Mercurial Vendor Branching

From Second Life Wiki
Jump to: navigation, search

We want to have a way to capture local modifications to a third-party open-source project,without needing write access to their public repository. We want to be able to carry forward such modifications to newer versions of the public project. All this should be independent of the organizational decision as to whether it's even desirable to try to submit our local modifications upstream.

Fortunately, the Subversion folks articulated a process years ago that addresses this very requirement. They call it "Vendor Branches." The same tactic, suitably adapted, works with Mercurial too.

The essence of the idea is that we capture and tag a particular snapshot of the open-source project. We develop our local modifications to that, and the repository tip incorporates them. But when we want to update to a newer version of the public project, we bring it into the repository in such a way that we can discover the changes from the original snapshot and the new one -- and then apply those deltas to the combined source.

The following material is adapted from the Red Bean Subversion book, but recast for Mercurial.

General Vendor Branch Management Procedure

Initial Setup

Managing vendor branches generally works like this. You create a named branch (such as "vendor") to store the vendor source snapshots. Then you import the third party code into that branch. Your default branch (for example, "default") is based on "vendor". You always make your local changes to the default branch. With each new release of the code you are tracking you bring it into the "vendor" branch and merge the changes into "default", resolving whatever conflicts occur between your local changes and the upstream changes.

Perhaps an example will help to clarify this algorithm. We'll use a scenario where your development team is creating a calculator program that links against a third-party complex number arithmetic library, libcomplex. We'll construct a repository specifically for our locally-modified version of that library. To begin, we must initialize our repository and create at least one file in our "default" branch.

 hg init ourcomplex
 cd ourcomplex
 touch README.txt
 hg add README.txt
 hg commit README.txt

Now we can create the vendor branch and do the import of the first vendor drop. We'll call our vendor branch "vendor", and each successive code drop will be tagged "current".

 hg branch vendor
 tar -xjf ../libcomplex-1.0.tar.bz2
 mv libcomplex-1.0 libcomplex
 hg addremove
 hg commit -m "1.0 source drop"
 hg tag -r tip current
KBcaution.png Important: Some upstream projects package their releases with a version-stamped top-level directory in the tarball. It is essential that we rename the top-level directory without a version number every time we unpack a new tarball.

Why? This whole mechanism is based around Mercurial's ability to identify the edits made by the upstream vendor from one version to the next, and merge them with our local edits.

**WHAT TO WORK ON:**
a: From the vendor branching page, copy word for word the part that opens with the words containing "The following material" and closes with "the upstream changes.".
b: For each statement, say whether the vendor branching page agrees, answering yes or no and quoting the page's deciding words: (i) the vendor branch is called "vendor" and each code drop is tagged "current"; (ii) local changes are made on the vendor branch; (iii) after unpacking a tarball, the top-level directory should keep its version number.
The records come from a separate source, unrelated to the vendor branching page.

**GIVEN ENTRIES:**
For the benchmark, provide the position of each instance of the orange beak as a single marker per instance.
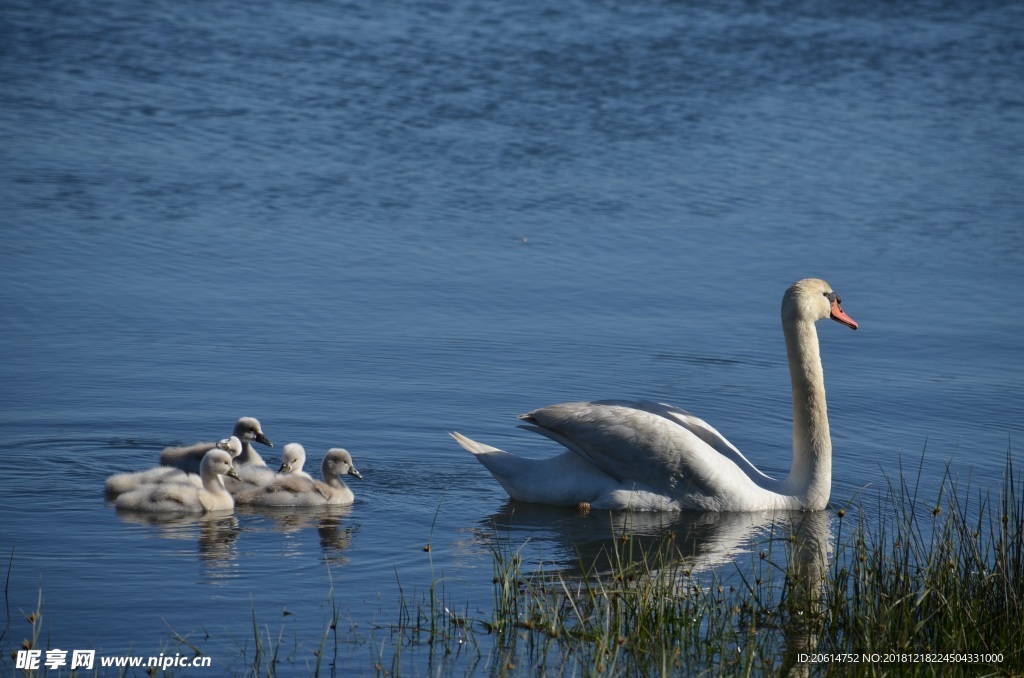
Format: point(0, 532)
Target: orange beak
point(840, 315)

==

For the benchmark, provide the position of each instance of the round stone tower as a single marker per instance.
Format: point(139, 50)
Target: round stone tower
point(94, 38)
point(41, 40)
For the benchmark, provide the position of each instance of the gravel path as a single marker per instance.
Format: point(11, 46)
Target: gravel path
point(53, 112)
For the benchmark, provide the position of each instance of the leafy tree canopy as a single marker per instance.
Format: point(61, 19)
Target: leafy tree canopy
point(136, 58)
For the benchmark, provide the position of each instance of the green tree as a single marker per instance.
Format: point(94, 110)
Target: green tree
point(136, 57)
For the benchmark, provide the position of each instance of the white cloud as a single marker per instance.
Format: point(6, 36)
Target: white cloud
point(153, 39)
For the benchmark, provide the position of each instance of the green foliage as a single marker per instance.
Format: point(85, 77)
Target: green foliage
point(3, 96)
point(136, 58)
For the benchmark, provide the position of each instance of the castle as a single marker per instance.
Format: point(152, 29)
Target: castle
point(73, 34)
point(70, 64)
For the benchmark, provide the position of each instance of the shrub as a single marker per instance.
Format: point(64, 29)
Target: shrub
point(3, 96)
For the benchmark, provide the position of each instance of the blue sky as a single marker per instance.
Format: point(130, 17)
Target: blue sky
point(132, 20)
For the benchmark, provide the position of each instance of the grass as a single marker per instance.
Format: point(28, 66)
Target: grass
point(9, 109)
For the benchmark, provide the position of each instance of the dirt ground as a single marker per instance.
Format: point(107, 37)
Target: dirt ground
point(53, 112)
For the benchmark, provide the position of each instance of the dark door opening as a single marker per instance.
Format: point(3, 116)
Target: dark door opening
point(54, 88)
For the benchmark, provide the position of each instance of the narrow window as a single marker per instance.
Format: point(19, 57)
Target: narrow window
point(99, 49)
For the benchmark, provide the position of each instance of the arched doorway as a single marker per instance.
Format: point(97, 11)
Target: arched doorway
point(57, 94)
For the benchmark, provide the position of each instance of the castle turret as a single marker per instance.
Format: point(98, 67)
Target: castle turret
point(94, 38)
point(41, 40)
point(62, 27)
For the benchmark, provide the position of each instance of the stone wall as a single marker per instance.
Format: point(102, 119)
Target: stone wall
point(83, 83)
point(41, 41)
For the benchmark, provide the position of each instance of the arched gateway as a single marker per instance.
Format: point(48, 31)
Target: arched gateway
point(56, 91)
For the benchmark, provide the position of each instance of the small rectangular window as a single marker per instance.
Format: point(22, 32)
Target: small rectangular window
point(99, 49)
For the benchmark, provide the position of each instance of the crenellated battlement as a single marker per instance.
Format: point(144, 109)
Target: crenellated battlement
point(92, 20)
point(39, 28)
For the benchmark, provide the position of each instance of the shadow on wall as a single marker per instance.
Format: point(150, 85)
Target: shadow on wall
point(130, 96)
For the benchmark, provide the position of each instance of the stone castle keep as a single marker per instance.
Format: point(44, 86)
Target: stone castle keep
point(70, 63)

**SOLUTIONS FOR EACH TASK:**
a:
The following material is adapted from the Red Bean Subversion book, but recast for Mercurial.

General Vendor Branch Management Procedure

Initial Setup

Managing vendor branches generally works like this. You create a named branch (such as "vendor") to store the vendor source snapshots. Then you import the third party code into that branch. Your default branch (for example, "default") is based on "vendor". You always make your local changes to the default branch. With each new release of the code you are tracking you bring it into the "vendor" branch and merge the changes into "default", resolving whatever conflicts occur between your local changes and the upstream changes.

b:
(i) Yes: "We'll call our vendor branch "vendor", and each successive code drop will be tagged "current"."
(ii) No: "You always make your local changes to the default branch."
(iii) No: "It is essential that we rename the top-level directory without a version number every time we unpack a new tarball."